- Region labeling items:

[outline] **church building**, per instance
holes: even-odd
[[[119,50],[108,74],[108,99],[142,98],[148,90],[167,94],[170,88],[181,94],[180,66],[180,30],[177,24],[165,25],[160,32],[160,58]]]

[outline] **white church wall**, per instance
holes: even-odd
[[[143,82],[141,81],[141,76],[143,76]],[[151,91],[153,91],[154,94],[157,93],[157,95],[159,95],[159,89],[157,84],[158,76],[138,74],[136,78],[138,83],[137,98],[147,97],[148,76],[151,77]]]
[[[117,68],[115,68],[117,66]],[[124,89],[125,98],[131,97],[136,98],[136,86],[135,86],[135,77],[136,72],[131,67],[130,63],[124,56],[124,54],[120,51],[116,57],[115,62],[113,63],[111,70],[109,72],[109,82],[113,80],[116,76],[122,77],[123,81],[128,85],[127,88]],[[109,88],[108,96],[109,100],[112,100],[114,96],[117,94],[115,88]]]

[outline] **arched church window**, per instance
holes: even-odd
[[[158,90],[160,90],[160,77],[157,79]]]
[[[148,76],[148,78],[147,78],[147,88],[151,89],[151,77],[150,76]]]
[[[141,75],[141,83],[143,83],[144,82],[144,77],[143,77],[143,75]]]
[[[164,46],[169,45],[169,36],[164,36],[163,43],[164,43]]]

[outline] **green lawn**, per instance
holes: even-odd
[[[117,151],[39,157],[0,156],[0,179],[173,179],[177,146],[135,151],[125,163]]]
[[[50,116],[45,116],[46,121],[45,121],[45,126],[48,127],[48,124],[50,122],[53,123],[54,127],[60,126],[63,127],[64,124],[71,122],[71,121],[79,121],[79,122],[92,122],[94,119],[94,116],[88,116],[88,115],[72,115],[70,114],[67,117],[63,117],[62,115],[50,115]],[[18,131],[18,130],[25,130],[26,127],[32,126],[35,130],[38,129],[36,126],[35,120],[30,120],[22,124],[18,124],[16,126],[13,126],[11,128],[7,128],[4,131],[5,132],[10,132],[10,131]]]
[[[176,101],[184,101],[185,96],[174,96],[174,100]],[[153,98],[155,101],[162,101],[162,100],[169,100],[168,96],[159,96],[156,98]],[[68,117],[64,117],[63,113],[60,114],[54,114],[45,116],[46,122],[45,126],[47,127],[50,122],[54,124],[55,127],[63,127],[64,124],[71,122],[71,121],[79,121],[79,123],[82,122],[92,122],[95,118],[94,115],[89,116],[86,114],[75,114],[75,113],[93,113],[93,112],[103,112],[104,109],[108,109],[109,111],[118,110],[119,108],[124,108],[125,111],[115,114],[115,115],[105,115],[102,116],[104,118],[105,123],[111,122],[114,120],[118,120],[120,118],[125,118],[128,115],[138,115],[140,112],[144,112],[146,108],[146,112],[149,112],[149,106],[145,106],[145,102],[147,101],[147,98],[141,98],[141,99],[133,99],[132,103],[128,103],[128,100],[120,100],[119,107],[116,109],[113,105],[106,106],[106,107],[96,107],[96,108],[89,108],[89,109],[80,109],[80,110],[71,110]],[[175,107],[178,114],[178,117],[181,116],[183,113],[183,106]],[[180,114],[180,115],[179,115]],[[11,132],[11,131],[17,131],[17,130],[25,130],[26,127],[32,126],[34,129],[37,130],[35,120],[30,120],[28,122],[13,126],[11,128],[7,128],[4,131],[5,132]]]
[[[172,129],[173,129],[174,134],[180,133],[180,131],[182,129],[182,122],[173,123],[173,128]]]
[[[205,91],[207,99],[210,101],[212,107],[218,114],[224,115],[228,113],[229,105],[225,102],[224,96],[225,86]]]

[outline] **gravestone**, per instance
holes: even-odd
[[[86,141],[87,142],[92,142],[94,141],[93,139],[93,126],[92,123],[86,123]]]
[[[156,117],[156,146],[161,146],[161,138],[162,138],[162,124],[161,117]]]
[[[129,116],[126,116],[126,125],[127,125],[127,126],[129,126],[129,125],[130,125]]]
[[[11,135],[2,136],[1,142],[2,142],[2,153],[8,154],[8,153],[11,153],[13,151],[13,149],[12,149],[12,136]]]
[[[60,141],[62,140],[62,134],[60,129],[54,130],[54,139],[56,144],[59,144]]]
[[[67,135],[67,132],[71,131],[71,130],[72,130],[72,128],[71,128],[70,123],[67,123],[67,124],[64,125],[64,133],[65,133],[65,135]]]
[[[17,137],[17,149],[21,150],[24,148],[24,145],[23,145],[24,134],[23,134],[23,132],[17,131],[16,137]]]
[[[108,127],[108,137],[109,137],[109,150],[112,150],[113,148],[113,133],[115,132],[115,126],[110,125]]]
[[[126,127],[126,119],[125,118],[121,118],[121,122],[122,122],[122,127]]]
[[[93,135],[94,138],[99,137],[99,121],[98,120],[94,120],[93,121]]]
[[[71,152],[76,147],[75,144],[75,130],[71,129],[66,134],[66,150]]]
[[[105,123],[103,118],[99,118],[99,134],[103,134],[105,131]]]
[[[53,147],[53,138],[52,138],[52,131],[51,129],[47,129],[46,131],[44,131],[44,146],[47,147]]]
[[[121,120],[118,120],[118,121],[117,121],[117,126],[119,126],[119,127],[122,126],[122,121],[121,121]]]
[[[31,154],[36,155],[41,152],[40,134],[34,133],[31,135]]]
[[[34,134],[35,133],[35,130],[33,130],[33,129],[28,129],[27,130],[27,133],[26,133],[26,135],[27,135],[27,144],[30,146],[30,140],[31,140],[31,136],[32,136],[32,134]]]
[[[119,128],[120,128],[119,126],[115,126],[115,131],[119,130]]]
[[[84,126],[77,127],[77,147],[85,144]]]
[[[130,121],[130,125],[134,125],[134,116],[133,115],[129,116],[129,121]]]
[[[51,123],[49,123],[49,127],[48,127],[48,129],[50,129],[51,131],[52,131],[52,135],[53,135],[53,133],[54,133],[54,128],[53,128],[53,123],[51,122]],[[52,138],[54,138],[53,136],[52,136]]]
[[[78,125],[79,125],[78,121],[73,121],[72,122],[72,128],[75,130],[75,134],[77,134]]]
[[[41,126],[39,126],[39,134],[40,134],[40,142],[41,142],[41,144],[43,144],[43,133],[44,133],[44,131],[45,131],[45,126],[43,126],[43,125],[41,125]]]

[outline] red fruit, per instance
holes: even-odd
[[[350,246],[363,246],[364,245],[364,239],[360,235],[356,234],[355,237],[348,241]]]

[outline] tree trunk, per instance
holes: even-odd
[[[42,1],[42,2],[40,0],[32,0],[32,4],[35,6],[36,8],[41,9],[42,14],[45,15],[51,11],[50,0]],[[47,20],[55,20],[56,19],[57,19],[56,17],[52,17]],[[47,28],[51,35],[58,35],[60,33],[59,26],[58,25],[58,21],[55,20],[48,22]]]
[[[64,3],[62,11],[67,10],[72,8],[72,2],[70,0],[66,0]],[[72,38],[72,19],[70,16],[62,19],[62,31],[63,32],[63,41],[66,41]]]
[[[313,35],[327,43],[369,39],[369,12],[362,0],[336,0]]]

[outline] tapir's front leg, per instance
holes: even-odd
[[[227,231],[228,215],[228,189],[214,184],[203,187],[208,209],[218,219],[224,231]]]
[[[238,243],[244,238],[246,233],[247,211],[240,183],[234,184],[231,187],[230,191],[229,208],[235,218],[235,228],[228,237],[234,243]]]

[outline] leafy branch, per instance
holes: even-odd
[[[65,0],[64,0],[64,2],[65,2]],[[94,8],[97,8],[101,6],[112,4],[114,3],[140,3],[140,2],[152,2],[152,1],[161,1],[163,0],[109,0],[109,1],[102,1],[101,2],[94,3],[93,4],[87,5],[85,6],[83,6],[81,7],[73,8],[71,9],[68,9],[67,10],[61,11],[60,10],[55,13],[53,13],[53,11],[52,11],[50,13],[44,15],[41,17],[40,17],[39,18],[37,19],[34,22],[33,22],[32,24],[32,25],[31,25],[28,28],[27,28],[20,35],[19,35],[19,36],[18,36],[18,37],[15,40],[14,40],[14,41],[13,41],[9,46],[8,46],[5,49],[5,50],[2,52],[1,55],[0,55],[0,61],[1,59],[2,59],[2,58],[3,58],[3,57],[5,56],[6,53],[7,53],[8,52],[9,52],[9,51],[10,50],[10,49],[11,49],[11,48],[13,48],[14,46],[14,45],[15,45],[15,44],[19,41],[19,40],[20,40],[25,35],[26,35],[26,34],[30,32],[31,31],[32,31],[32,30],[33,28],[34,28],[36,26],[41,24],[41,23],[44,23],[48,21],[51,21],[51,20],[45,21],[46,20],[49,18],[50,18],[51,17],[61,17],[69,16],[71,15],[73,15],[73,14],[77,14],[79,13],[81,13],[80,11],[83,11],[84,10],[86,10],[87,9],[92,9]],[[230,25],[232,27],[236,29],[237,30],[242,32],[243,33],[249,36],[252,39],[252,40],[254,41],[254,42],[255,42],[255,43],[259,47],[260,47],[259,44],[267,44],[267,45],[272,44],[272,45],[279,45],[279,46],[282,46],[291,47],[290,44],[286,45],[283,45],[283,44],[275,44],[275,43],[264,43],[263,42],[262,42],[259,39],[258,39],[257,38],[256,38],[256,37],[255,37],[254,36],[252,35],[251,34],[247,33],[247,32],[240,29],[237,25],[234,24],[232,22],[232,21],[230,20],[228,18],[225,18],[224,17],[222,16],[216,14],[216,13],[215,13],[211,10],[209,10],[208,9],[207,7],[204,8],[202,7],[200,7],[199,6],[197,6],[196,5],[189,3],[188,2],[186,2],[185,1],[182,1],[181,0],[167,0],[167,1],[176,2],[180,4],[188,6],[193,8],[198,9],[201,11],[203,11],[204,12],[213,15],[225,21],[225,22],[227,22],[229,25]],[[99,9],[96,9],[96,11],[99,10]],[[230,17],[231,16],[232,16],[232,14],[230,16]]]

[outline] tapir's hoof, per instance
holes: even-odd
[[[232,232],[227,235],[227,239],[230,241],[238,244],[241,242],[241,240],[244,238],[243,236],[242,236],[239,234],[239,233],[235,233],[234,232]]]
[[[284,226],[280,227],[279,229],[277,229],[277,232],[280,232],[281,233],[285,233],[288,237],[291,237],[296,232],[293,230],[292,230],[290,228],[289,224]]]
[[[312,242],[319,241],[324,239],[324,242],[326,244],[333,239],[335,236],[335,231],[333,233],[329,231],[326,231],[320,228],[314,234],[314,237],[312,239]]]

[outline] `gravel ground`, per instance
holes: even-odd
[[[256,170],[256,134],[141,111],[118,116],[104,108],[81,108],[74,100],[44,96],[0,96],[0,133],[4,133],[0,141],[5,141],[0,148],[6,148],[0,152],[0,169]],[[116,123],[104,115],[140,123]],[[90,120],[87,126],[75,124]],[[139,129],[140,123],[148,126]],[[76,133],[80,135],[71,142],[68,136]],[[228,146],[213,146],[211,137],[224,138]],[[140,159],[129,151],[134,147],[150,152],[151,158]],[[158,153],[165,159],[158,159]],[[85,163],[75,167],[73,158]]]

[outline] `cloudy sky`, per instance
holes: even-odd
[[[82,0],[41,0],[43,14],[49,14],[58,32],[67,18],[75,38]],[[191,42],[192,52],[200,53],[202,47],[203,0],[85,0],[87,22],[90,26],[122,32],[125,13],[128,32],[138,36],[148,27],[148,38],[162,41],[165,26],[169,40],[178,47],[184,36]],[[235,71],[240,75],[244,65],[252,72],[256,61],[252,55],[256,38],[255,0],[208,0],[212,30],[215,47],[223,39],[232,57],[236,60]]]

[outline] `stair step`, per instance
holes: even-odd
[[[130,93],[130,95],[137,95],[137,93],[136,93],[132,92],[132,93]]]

- What is needed:
Put the lines above into a Markdown table with the columns Row and Line. Begin at the line containing "[outline] tree trunk, per instance" and end at the line containing "[[[313,35],[327,43],[369,39],[369,12],[362,0],[336,0]]]", including both. Number the rows in the Row column and skip blank lines.

- Output of the task:
| Row | Line |
|---|---|
| 1 | [outline] tree trunk, per instance |
| 2 | holes: even-odd |
| 3 | [[[42,1],[42,2],[40,0],[32,0],[32,4],[35,6],[36,8],[41,9],[42,14],[45,15],[51,11],[50,0]],[[47,20],[55,20],[56,19],[57,19],[56,17],[52,17]],[[47,28],[51,35],[58,35],[60,33],[59,26],[58,25],[58,21],[55,20],[48,22]]] |
| 4 | [[[64,3],[62,11],[67,10],[72,8],[72,2],[70,0],[66,0]],[[72,38],[72,19],[70,16],[62,19],[62,31],[63,32],[63,41],[66,41]]] |
| 5 | [[[313,35],[327,43],[369,39],[369,12],[362,0],[336,0]]] |